*READING PASSAGE*.
**********
Rationalizing Korea: The Rise of the Modern State, 1894-1945
Title: Rationalizing Korea: The Rise of the Modern State, 1894-1945
Author: Kyung Moon Hwang
Publication Year: 2016
Publication type: Book
Publisher: University of California Press
Find this publication at: Rationalizing Korea by Kyung Moon Hwang | Waterstones
Abstract
This is the first book to explore the institutional, ideological, and conceptual development of the modern state on the Korea peninsula, Rationalizing Korea analyzes the state's relationship to five social sectors, each through a distinctive interpretive theme: economy (developmentalism), religion (secularization), education (public schooling), population (registration), and public health (disease control). Kyung Moon Hwang argues that while this formative process resulted in a more commanding and systematic state, it was also highly fragmented, socially embedded, and driven by competing, often conflicting rationalizations, including those of Confucian statecraft and legitimation. Such outcomes reflected the acute experience of imperialism, nationalism, colonialism, and other sweeping forces of the era.
**********
*WHAT TO WORK ON*.
a. Summarize the book description of Rationalizing Korea in two sentences.
b. Carry on the book description of Rationalizing Korea from the point where it stops.
**********
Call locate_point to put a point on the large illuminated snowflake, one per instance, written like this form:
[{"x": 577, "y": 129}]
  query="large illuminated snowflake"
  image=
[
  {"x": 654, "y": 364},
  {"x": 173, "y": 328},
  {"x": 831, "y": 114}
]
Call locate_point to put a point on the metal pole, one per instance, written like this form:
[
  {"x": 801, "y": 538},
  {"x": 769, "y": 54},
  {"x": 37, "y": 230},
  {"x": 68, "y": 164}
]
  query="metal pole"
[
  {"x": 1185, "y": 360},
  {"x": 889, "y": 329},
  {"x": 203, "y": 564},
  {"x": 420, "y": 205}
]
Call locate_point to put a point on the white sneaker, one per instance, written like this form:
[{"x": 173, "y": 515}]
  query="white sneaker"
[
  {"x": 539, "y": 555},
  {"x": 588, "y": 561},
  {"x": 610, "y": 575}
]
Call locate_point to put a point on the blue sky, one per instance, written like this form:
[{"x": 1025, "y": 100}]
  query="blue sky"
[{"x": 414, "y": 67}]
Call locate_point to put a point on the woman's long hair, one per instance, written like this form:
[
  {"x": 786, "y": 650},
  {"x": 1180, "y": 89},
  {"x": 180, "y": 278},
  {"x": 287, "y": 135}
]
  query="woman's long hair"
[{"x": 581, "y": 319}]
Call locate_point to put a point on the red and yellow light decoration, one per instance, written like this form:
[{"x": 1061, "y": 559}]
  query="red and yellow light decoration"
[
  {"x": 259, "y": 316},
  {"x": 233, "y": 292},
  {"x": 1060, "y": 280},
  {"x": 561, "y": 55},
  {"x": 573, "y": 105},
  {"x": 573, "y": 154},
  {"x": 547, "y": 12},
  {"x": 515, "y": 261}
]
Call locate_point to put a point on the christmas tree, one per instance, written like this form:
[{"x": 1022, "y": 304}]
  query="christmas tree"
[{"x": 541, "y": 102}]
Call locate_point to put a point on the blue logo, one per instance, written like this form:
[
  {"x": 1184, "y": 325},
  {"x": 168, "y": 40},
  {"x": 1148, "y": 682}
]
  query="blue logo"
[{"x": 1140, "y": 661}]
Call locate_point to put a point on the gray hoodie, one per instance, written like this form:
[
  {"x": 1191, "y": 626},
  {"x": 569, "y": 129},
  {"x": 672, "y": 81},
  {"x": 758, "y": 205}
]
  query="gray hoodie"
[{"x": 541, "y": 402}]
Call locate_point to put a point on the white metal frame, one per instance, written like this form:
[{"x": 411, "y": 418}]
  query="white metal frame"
**********
*EXPECTED OUTPUTS*.
a. Rationalizing Korea, a 2016 book by Kyung Moon Hwang published by University of California Press, explores the development of the modern state on the Korean peninsula through its relationship to the economy, religion, education, population, and public health. Hwang argues that this process produced a more commanding and systematic state that was also fragmented, socially embedded, and driven by competing rationalizations, outcomes that reflected imperialism, nationalism, colonialism, and other forces of the era.

b.
About the author
Kyung Moon Hwang is Korea Foundation Professor at the Australian National University, Canberra. He is the author of A History of Korea (Third Edition, 2021), Past Forward: Essays in Korean History (2019), Rationalizing Korea: The Rise of the Modern State (2015), and Beyond Birth: Social Status in the Emergence of Modern Korea (2004).